*Exercise details*
In the records below, render the lines as a JSON list of strings, starting at the line containing "the grass, the" and ending at the line containing "x=288 y=1091", with one string per line and blank lines omitted.

A block of data
## Begin

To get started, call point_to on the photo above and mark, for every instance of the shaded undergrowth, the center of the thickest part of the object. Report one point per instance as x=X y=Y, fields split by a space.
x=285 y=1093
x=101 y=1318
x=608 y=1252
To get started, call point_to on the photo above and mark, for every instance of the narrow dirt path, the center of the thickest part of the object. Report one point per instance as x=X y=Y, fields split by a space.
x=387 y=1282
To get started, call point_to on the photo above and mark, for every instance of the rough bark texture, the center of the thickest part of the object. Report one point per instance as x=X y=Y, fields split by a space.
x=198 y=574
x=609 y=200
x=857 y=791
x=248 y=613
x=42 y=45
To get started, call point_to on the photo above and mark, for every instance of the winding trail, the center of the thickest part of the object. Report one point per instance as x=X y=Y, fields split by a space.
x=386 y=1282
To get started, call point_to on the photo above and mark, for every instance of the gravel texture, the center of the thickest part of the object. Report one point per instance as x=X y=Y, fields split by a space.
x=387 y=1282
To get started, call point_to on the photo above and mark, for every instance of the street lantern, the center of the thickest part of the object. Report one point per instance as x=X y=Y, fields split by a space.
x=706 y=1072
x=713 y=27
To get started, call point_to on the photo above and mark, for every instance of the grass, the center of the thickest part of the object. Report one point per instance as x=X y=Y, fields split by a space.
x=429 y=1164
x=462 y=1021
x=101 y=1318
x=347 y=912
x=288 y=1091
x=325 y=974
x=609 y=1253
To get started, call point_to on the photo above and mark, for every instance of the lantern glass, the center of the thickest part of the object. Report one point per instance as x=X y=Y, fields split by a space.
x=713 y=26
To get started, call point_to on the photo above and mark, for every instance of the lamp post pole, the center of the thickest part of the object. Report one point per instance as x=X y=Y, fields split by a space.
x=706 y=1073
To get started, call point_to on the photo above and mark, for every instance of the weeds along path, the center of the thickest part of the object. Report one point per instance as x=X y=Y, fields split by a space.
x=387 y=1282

## End

*Answer to the exercise*
[
  "To get started, call point_to on the photo above and mark, for every instance of the grass, the center of the thickest part of the object. Report one point per instance as x=X y=Y, fields split by a space.",
  "x=429 y=1164",
  "x=462 y=1021",
  "x=101 y=1318",
  "x=347 y=912",
  "x=288 y=1091"
]